Extend the paper on replacing stainless steel with electroless nickel-plated mild steel, picking up right after its last sentence.

**Excerpted text**
--- START ---

Greer, South Carolina, USA

Editor’s Note: This paper is a peer-reviewed and edited version of a presentation delivered at NASF SUR/FIN 2014 in Cleveland, Ohio on June 9, 2014.  A printable PDF version is available by clicking HERE.

ABSTRACT

This paper highlights two case studies of manufacturers that have replaced, or done studies to replace, stainless steel with electroless nickel-plated mild steel.  In both cases, cost savings could be realized while maintaining or improving product quality.  It is the hope of this author that the information included herein will allow or inspire metal finishers and manufacturers to consider such options to save costs, boost competitiveness and increase finishing sales.

Keywords: electroless nickel-plated steel, stainless steel

Corrosion resistant steels have been in existence for well over a thousand years.  One of the earliest examples is the Iron Pillar of Delhi (Fig. 1).  This Hindu monument was constructed around 400 A.D. from an iron-, and interestingly enough, phosphorus alloy.  Its longevity and corrosion resistance are due to the formation of a phosphate film on the surface of the metal.  After 1600 years in the open air, it has barely corroded, and the phosphate film has grown by just 1/20 of a millimeter.

--- END ---

**Stored data**

--- START ---

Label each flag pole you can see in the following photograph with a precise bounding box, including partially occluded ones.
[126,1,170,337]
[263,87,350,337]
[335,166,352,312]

--- END ---

**Exercise result**
There are many other instances of historic corrosion resistant steels,  but commercial, large production practicality has come only in the last 100 years with the development of the electric arc furnace (EAF), in which most of today’s stainless steels are produced.

Most corrosion resistant, or stainless, steels today owe their stain and corrosion resistance to high levels of chromium and nickel in the alloy.  There are over 150 grades of stainless steel available on the market today. These can be classified into five groups: austenitic, martensitic, ferritic, precipitation-hardened and duplex.  This study only considers the austenitic alloys 303 and 304, and the martensitic alloy 416R. 

Austenitic stainless steels (200 and 300 series) are generally more corrosion resistant than the martensitic stainless alloys, but as a rule, they cannot be hardened by heat treatment.  Martensitic stainless steel alloys (400 series) can be hardened by heat treatment, but usually are not as corrosion resistant as the austenitic alloys.  Composition comparisons are shown in Table 1.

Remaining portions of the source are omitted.